*** TEXT BLOCK ***
This result can be extended to all rational powers \(q/p\in \mathbb {Q}\cap [0,1]\) by combining two observations. First, since the inverse of the p-th root matrix function \(f_{1/p}\) is the p-th power function \(f_p:\varSigma \mapsto \varSigma ^p\) and \(f_{1/p}\) contracts the invariant cone field \(\mathcal {K}\), \(f_p\) must expand \(\mathcal {K}\). Second, this expansion is greater for larger p. That is, for positive integers \(p_1\le p_2\),
$$\begin{aligned} \left( d\tau _{\varSigma ^{-1/2p_1}}\vert _{\varSigma ^{p_1}}\circ df_{p_1}\vert _{\varSigma }\right) \mathcal {K}(\varSigma )\subseteq \left( d\tau _{\varSigma ^{-1/2p_2}}\vert _{\varSigma ^{p_2}}\circ df_{p_2}\vert _{\varSigma }\right) \mathcal {K}(\varSigma ). \end{aligned}$$
(69)
*** RECORDS PROVIDED ***
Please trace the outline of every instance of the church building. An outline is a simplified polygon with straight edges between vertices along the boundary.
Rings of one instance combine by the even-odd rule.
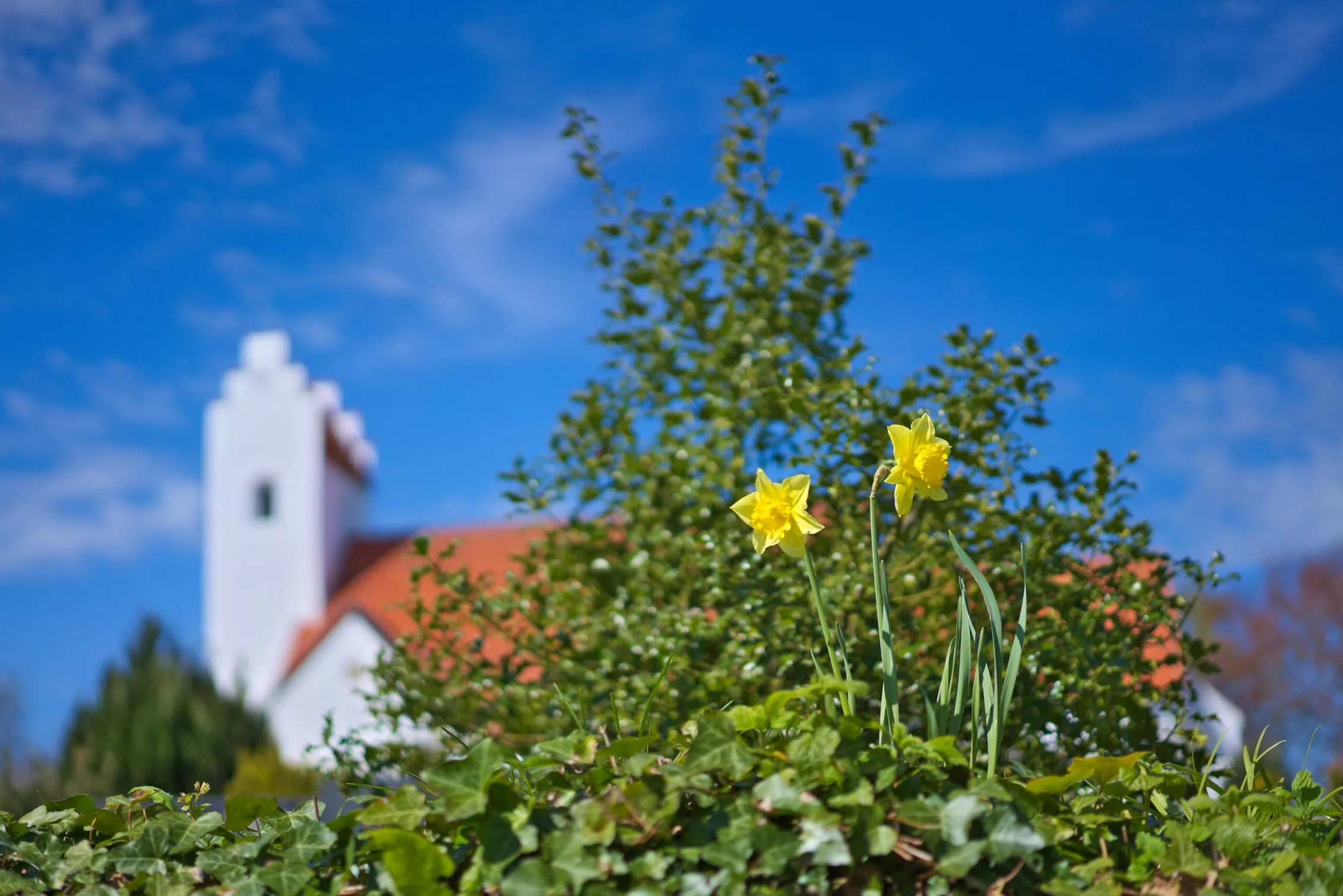
[[[364,530],[377,453],[340,388],[254,333],[204,425],[204,645],[219,688],[265,710],[286,762],[309,765],[326,714],[371,726],[379,653],[411,626],[411,542],[458,541],[453,563],[501,577],[536,530]],[[375,734],[376,736],[376,734]]]

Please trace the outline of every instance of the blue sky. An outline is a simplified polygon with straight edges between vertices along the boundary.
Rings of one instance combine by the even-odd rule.
[[[0,675],[34,742],[142,613],[199,645],[200,413],[248,330],[364,412],[379,527],[497,518],[596,359],[560,110],[622,184],[704,199],[760,51],[784,199],[894,121],[851,217],[886,374],[962,321],[1037,333],[1042,460],[1143,452],[1163,545],[1343,541],[1343,4],[818,9],[0,4]]]

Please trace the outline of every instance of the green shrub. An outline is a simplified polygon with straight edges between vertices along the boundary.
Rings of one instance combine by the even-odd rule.
[[[727,103],[721,193],[690,207],[666,199],[646,208],[619,193],[592,119],[572,113],[567,135],[598,201],[588,248],[612,299],[596,335],[608,358],[560,416],[549,453],[506,476],[518,511],[559,515],[563,526],[504,583],[449,570],[426,543],[418,628],[376,668],[375,714],[525,746],[565,730],[557,689],[591,706],[614,700],[631,718],[669,657],[659,726],[807,683],[811,652],[825,653],[798,567],[756,557],[728,511],[756,467],[811,475],[826,523],[813,547],[817,571],[868,677],[880,664],[868,488],[889,451],[886,425],[927,410],[955,445],[950,500],[900,520],[889,490],[878,503],[905,715],[921,710],[919,685],[935,687],[955,626],[950,530],[1006,593],[1029,585],[1046,613],[1033,620],[1021,708],[1005,732],[1011,758],[1042,770],[1095,751],[1179,758],[1183,746],[1158,735],[1156,710],[1185,714],[1187,685],[1158,687],[1154,673],[1206,668],[1209,648],[1185,637],[1171,656],[1150,659],[1143,647],[1163,626],[1179,628],[1215,575],[1152,546],[1150,526],[1127,507],[1125,464],[1108,452],[1086,469],[1035,465],[1029,435],[1046,425],[1053,358],[1034,338],[1003,347],[991,331],[962,327],[940,361],[904,384],[874,373],[845,319],[868,247],[842,224],[881,121],[853,125],[821,212],[779,208],[767,138],[783,94],[774,60],[759,60]],[[890,315],[900,314],[892,300]],[[1180,589],[1178,570],[1189,574]],[[483,661],[463,616],[513,638],[514,656]],[[337,751],[365,778],[422,761],[395,744]]]
[[[815,711],[834,684],[666,738],[494,740],[330,822],[140,789],[0,813],[0,895],[1343,892],[1343,811],[1308,773],[1222,786],[1144,755],[988,779],[950,738]],[[1252,770],[1253,771],[1253,770]]]

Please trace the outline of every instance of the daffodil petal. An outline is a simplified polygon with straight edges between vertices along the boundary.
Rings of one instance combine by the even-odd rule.
[[[798,473],[796,476],[788,476],[782,483],[779,488],[784,491],[794,507],[800,507],[806,510],[807,507],[807,494],[811,491],[811,476],[807,473]]]
[[[817,522],[815,516],[813,516],[804,510],[792,511],[792,518],[794,520],[796,520],[798,528],[800,528],[807,535],[815,535],[822,528],[825,528],[825,526]]]
[[[807,549],[807,537],[796,526],[790,526],[788,531],[779,539],[779,547],[788,557],[802,557],[802,553]]]
[[[741,518],[747,524],[751,523],[751,514],[755,512],[755,506],[760,500],[760,492],[751,492],[737,503],[732,506],[732,512]]]
[[[886,427],[886,435],[890,436],[890,448],[894,451],[896,460],[909,453],[909,440],[913,437],[909,427],[893,423]]]
[[[909,508],[915,504],[915,490],[900,483],[896,486],[896,515],[904,516],[909,512]]]

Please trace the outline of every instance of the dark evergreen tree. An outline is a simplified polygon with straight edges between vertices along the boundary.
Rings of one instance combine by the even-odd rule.
[[[183,793],[197,781],[223,787],[238,751],[269,740],[265,716],[220,695],[210,672],[146,618],[125,664],[103,671],[97,700],[75,711],[60,777],[70,793],[141,785]]]

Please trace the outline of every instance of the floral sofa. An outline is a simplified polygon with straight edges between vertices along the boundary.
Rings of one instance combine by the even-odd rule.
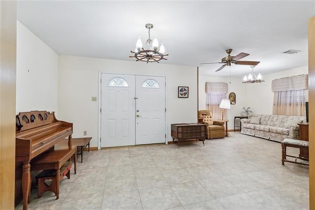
***
* **WHAT IS REQUIRED**: Carry the passage on rational matrix powers and the invariant cone field forward from its last line. The data come from a separate source.

* **FINAL RESULT**:
Thus, the map \(f_{q/p}=f_q\circ f_{1/p}\) is differentially positive, since the contraction of the cone field by \(f_{1/p}\) will dominate the expansion of the cone field by \(f_q\) for \(p\ge q\). Note that the contractions and expansions referred to here need not be strict for the argument to hold. To prove (69), it is sufficient to show that the map \(f_{p+1}\) expands the cone field at least as much as \(f_{p}\) for any \(p\in \mathbb {N}\). This is done by showing that
$$\begin{aligned} df_p\vert _{\varSigma }X\in \partial \mathcal {K}(\varSigma ^p) \implies df_{p+1}\vert _{\varSigma }X\notin {\text {int}}\mathcal {K}(\varSigma ^{p+1}), \end{aligned}$$
(70)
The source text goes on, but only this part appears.